■ Task
Filter the entries that follow, copying every line in which the word "side" appears.

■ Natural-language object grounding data
******************************

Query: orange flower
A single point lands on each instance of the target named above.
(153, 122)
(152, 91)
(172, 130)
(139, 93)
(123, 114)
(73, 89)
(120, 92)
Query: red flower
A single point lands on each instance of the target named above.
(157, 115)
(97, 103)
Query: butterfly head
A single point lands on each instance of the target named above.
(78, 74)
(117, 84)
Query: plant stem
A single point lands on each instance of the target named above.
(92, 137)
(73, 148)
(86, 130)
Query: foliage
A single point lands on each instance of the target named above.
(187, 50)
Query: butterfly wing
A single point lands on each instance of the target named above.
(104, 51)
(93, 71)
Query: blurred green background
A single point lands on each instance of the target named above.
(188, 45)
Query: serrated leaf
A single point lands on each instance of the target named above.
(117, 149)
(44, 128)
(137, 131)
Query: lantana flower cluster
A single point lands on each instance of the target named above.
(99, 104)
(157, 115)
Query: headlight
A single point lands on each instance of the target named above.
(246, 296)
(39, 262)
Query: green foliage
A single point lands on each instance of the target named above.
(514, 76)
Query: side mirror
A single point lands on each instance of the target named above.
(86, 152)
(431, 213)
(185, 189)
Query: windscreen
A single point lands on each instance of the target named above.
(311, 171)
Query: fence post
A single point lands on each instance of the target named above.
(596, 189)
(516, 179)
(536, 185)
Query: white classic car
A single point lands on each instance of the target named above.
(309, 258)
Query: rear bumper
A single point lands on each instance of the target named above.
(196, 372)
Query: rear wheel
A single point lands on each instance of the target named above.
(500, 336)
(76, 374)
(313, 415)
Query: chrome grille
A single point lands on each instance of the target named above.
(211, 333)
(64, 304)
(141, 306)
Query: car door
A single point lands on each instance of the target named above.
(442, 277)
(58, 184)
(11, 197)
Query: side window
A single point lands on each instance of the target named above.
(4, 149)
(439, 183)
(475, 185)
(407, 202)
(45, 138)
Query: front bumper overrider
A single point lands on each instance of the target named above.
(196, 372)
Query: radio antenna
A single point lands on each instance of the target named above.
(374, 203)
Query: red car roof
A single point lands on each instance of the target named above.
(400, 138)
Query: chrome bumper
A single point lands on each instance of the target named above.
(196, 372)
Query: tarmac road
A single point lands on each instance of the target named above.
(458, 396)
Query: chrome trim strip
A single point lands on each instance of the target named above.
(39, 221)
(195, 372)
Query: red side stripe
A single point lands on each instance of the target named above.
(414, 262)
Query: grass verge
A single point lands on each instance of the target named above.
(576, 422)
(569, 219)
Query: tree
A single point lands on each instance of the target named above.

******************************

■ Result below
Query: side mirror
Query: side window
Query: red side stripe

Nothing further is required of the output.